→ **Entries shown**
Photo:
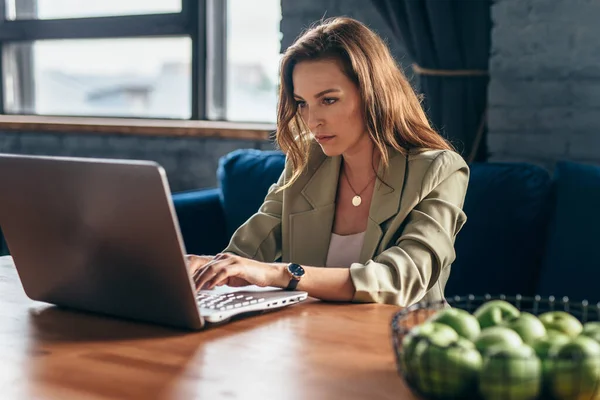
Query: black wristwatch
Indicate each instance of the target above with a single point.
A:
(296, 273)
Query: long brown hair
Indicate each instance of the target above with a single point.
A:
(393, 113)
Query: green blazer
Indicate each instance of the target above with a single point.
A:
(413, 222)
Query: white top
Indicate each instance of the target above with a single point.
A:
(344, 249)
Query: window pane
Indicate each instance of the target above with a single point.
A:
(253, 45)
(103, 77)
(58, 9)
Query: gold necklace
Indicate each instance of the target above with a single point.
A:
(357, 200)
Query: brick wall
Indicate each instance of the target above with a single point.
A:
(544, 94)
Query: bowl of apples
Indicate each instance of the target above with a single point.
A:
(499, 347)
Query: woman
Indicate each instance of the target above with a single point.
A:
(369, 190)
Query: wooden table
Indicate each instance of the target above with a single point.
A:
(310, 351)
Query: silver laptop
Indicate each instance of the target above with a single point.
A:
(102, 236)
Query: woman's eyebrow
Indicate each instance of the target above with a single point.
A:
(321, 93)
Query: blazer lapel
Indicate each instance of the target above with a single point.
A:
(311, 230)
(384, 204)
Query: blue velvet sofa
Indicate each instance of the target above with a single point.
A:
(528, 231)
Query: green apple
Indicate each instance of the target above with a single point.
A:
(561, 321)
(496, 335)
(542, 348)
(461, 321)
(528, 326)
(431, 332)
(575, 369)
(450, 371)
(592, 330)
(494, 312)
(511, 372)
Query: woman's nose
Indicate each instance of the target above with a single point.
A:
(315, 119)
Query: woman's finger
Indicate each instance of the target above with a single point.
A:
(219, 277)
(209, 272)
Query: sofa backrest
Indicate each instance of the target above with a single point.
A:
(501, 246)
(244, 177)
(572, 266)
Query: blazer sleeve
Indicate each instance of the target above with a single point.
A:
(403, 273)
(259, 238)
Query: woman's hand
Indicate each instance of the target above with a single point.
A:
(232, 270)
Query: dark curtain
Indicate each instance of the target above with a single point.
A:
(449, 40)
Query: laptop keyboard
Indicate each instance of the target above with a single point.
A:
(229, 301)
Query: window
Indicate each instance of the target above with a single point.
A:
(183, 59)
(148, 77)
(58, 9)
(253, 43)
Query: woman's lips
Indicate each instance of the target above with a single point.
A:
(324, 138)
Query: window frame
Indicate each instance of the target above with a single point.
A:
(203, 21)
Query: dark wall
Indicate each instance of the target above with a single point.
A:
(190, 163)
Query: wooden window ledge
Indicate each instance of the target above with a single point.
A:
(142, 127)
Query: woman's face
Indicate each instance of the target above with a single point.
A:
(330, 105)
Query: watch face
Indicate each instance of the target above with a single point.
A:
(296, 270)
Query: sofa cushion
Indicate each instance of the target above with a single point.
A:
(500, 248)
(245, 176)
(572, 266)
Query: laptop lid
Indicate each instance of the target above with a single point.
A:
(97, 235)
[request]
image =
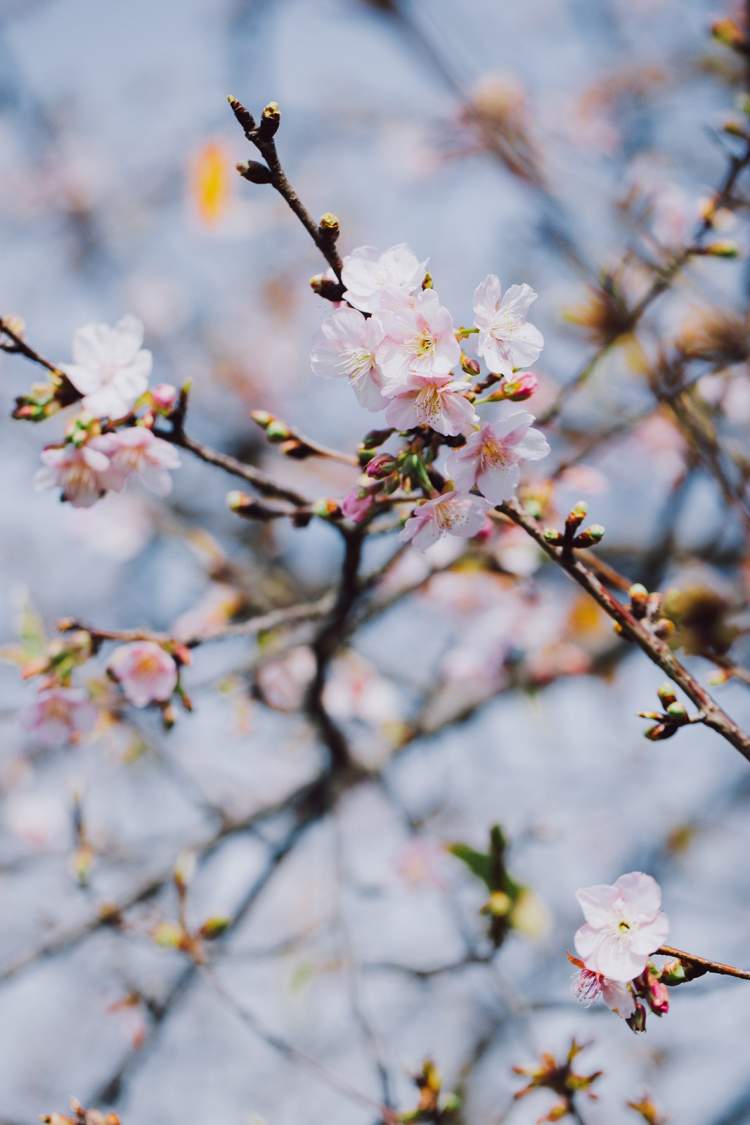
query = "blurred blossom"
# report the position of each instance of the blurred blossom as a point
(60, 716)
(110, 368)
(145, 672)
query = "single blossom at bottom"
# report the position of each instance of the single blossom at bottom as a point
(60, 716)
(80, 471)
(450, 514)
(145, 672)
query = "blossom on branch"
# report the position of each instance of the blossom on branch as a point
(491, 457)
(436, 402)
(344, 348)
(419, 339)
(145, 672)
(623, 926)
(110, 369)
(372, 277)
(506, 339)
(451, 513)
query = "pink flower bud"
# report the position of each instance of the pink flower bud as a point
(164, 397)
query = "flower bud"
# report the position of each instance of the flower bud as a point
(270, 122)
(164, 397)
(254, 171)
(244, 117)
(518, 389)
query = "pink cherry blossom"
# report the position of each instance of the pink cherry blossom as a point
(451, 513)
(491, 457)
(419, 339)
(435, 402)
(80, 471)
(60, 716)
(589, 987)
(623, 926)
(145, 672)
(506, 339)
(370, 276)
(344, 348)
(110, 368)
(137, 452)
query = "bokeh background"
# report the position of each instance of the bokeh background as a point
(118, 194)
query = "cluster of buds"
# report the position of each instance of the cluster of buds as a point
(434, 1106)
(561, 1079)
(179, 934)
(80, 1116)
(667, 721)
(571, 538)
(509, 905)
(650, 995)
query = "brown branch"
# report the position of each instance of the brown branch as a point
(703, 963)
(654, 648)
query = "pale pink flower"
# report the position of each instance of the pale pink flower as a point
(344, 348)
(436, 403)
(623, 926)
(60, 716)
(371, 276)
(419, 339)
(451, 513)
(137, 452)
(589, 987)
(80, 471)
(506, 339)
(491, 458)
(145, 672)
(110, 368)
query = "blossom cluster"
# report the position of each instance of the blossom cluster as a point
(398, 347)
(624, 925)
(106, 446)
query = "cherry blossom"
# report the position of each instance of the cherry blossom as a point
(372, 277)
(419, 338)
(506, 339)
(79, 470)
(589, 986)
(623, 926)
(137, 452)
(110, 368)
(60, 716)
(491, 457)
(435, 402)
(145, 672)
(450, 513)
(345, 348)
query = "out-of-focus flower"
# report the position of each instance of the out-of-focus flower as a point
(623, 926)
(370, 275)
(357, 504)
(344, 348)
(435, 402)
(452, 513)
(491, 457)
(164, 397)
(419, 339)
(145, 672)
(60, 716)
(589, 986)
(110, 368)
(80, 471)
(506, 339)
(137, 452)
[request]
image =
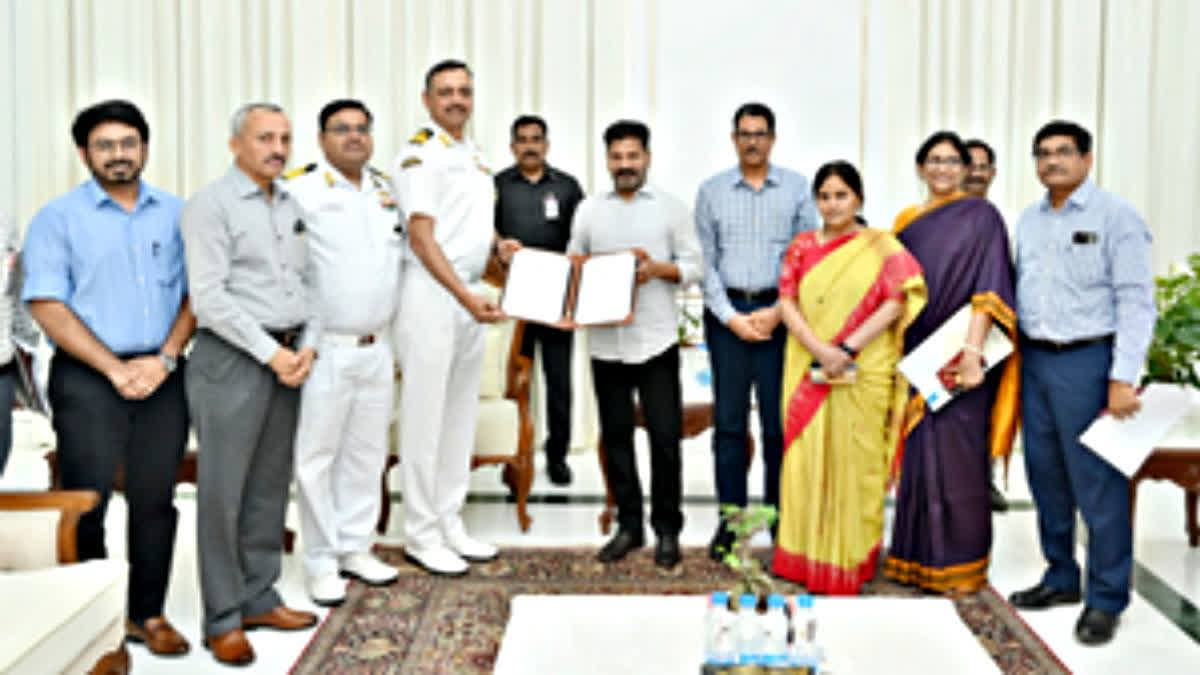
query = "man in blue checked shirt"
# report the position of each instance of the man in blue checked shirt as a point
(745, 217)
(105, 280)
(1086, 312)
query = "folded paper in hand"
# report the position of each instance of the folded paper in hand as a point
(570, 291)
(928, 366)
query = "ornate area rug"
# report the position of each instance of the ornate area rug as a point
(432, 625)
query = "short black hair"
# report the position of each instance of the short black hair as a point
(108, 111)
(525, 120)
(621, 130)
(940, 137)
(979, 143)
(442, 66)
(1063, 127)
(755, 111)
(340, 105)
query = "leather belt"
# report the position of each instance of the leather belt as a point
(1054, 346)
(345, 340)
(287, 338)
(760, 296)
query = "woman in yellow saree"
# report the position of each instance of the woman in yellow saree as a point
(847, 293)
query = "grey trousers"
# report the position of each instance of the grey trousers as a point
(245, 423)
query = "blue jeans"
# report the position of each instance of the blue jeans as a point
(737, 365)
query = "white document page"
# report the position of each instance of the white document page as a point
(1126, 443)
(537, 286)
(606, 288)
(922, 364)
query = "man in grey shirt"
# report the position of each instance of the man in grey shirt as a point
(249, 273)
(645, 354)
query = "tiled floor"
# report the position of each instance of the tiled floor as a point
(1147, 641)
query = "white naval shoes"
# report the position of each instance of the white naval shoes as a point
(469, 549)
(366, 568)
(328, 590)
(437, 560)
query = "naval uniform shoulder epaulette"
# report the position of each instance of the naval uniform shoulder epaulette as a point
(299, 171)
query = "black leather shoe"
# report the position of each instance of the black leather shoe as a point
(559, 473)
(619, 545)
(1096, 626)
(666, 553)
(1042, 596)
(999, 503)
(721, 543)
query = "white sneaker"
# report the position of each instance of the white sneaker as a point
(366, 568)
(437, 560)
(328, 590)
(471, 549)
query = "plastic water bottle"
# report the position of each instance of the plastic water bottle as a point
(749, 633)
(774, 631)
(719, 640)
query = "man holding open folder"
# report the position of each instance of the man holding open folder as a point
(1086, 311)
(643, 354)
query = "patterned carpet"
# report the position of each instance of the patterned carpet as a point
(431, 625)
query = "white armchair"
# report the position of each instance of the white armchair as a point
(61, 615)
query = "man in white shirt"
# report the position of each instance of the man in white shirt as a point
(354, 242)
(447, 197)
(645, 354)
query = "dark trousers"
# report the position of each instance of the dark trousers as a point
(737, 365)
(97, 430)
(657, 382)
(1061, 394)
(556, 364)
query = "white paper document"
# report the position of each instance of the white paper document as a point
(1126, 443)
(922, 364)
(537, 286)
(606, 288)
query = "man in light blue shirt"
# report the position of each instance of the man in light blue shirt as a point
(745, 217)
(105, 280)
(1086, 312)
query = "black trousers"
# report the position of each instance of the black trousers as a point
(556, 364)
(657, 382)
(97, 430)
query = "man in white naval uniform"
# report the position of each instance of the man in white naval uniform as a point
(354, 242)
(447, 198)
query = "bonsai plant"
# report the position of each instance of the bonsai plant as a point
(1175, 348)
(745, 523)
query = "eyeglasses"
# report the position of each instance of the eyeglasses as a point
(1062, 153)
(129, 143)
(345, 129)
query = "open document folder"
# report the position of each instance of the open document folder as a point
(927, 365)
(570, 291)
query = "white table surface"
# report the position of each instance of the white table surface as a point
(664, 634)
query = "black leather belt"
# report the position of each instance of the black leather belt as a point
(1051, 346)
(760, 296)
(288, 336)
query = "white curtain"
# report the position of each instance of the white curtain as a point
(864, 81)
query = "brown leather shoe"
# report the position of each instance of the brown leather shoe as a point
(232, 647)
(281, 619)
(159, 635)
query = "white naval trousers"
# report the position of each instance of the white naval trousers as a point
(441, 351)
(341, 448)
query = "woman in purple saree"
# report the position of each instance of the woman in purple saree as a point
(941, 538)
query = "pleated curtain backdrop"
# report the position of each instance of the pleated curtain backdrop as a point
(863, 81)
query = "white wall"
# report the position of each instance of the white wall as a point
(864, 81)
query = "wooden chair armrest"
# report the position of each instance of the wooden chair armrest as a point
(72, 503)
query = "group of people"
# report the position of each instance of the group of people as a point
(304, 292)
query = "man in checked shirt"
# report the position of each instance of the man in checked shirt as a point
(745, 217)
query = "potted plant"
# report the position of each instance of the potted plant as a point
(1175, 348)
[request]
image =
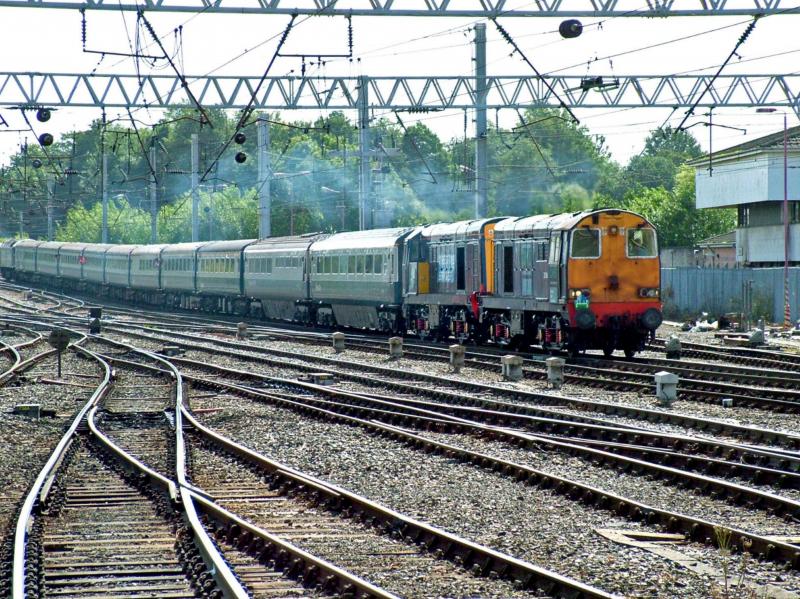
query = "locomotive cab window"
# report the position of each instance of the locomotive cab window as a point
(641, 243)
(585, 243)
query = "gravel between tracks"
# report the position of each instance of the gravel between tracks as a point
(527, 522)
(347, 543)
(656, 493)
(25, 444)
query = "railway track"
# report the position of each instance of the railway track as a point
(457, 390)
(694, 528)
(490, 415)
(773, 389)
(215, 493)
(368, 417)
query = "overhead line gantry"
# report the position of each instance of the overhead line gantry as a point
(479, 9)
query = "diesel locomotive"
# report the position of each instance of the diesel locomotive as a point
(575, 281)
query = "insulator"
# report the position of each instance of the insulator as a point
(570, 28)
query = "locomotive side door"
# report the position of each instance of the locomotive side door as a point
(540, 281)
(554, 267)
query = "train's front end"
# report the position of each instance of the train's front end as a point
(614, 282)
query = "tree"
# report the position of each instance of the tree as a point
(665, 150)
(226, 214)
(126, 224)
(678, 222)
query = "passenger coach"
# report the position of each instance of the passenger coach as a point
(577, 281)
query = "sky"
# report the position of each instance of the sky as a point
(49, 40)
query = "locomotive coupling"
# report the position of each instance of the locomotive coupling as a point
(585, 319)
(651, 319)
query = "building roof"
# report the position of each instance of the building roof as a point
(768, 143)
(723, 240)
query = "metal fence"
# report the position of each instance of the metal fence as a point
(758, 292)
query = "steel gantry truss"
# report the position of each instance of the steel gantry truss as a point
(396, 93)
(438, 8)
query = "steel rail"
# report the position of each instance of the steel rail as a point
(695, 528)
(492, 560)
(365, 407)
(236, 350)
(594, 372)
(760, 465)
(487, 559)
(218, 567)
(271, 544)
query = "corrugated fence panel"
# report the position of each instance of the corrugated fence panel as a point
(717, 290)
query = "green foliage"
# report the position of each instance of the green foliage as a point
(226, 214)
(665, 150)
(126, 224)
(547, 164)
(674, 215)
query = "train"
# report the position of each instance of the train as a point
(566, 282)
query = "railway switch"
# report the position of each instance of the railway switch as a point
(94, 326)
(756, 338)
(338, 342)
(395, 348)
(672, 347)
(457, 357)
(512, 367)
(666, 387)
(555, 372)
(31, 410)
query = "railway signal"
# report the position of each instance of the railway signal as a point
(59, 340)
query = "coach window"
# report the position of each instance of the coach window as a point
(461, 269)
(641, 243)
(585, 243)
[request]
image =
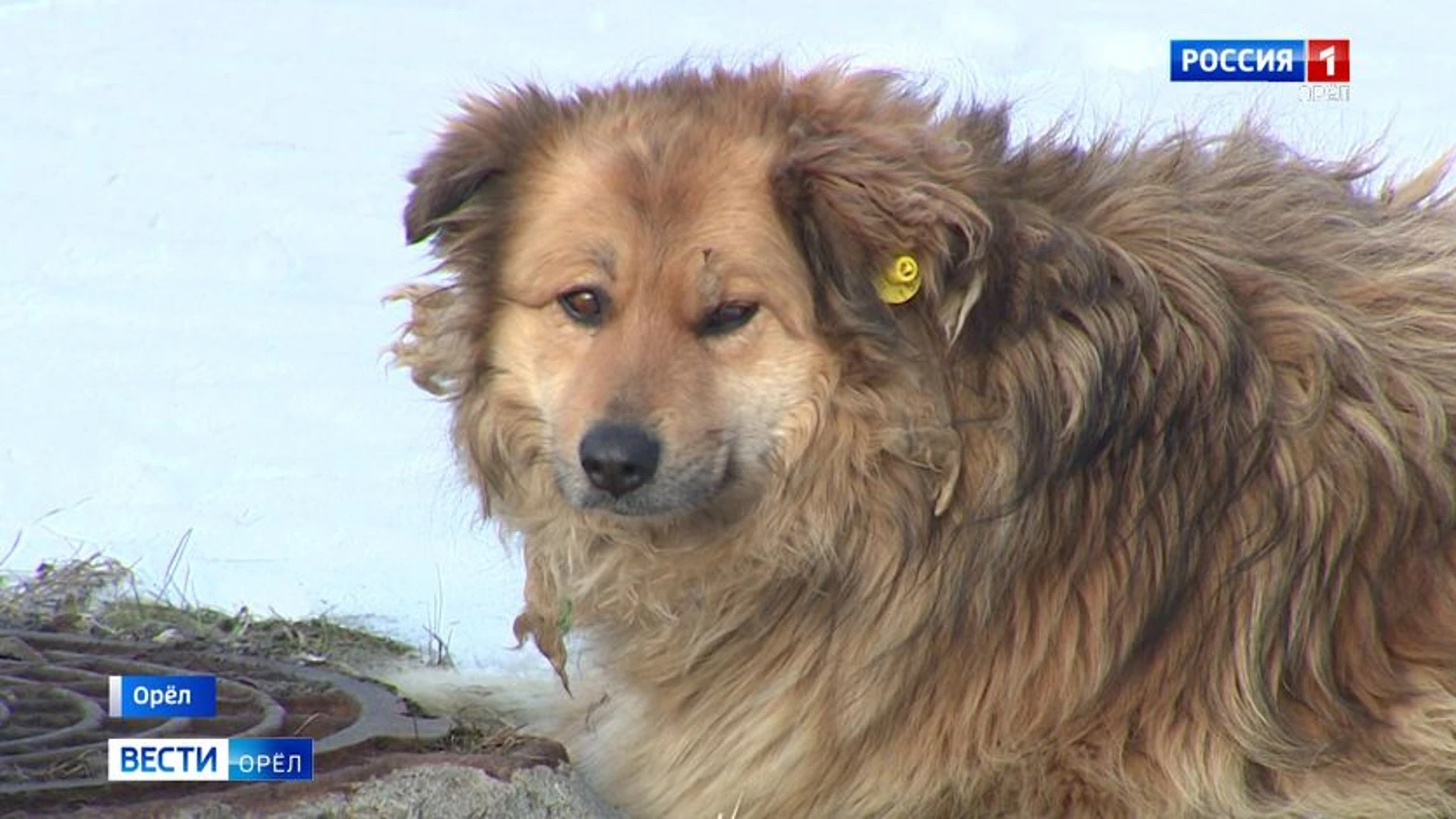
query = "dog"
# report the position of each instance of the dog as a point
(873, 464)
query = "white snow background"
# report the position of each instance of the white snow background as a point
(200, 212)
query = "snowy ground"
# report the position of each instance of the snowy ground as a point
(199, 213)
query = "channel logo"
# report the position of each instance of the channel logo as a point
(237, 760)
(1260, 61)
(162, 697)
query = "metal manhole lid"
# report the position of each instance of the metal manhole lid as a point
(55, 713)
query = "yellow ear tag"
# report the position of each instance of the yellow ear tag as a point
(900, 281)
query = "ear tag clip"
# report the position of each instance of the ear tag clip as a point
(900, 281)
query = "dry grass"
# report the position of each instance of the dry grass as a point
(99, 596)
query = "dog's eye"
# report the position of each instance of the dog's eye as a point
(727, 318)
(584, 305)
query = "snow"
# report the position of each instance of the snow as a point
(200, 212)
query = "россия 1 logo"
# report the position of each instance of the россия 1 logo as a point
(1260, 60)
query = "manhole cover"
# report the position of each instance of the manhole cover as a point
(55, 725)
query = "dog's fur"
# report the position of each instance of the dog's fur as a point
(1145, 504)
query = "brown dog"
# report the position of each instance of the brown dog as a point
(884, 468)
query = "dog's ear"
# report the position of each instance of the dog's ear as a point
(475, 156)
(871, 177)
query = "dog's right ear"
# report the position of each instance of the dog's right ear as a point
(476, 153)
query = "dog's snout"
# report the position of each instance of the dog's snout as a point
(619, 458)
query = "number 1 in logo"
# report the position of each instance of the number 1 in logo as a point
(1329, 60)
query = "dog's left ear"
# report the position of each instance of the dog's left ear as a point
(871, 178)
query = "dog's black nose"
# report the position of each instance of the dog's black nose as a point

→ **Exercise aim**
Please restate the material above line by line, exactly, beginning at its first line and ending with the line that contains "Query: gold necklace", without any pictures.

→ **Solved exercise**
Photo:
Query: black wristwatch
Indicate each instance of the target above with a single point.
A:
(296, 273)
Query: long brown hair
Indicate each instance of the target above with a single point.
A:
(393, 113)
Query: green blazer
Indicate each instance of the target above with a single point.
A:
(413, 222)
Query: white top
Indicate each instance of the target above with a single point.
A:
(344, 249)
Query: window pane
Indicate each instance of the target above with a single point.
A:
(253, 45)
(103, 77)
(58, 9)
Query: gold necklace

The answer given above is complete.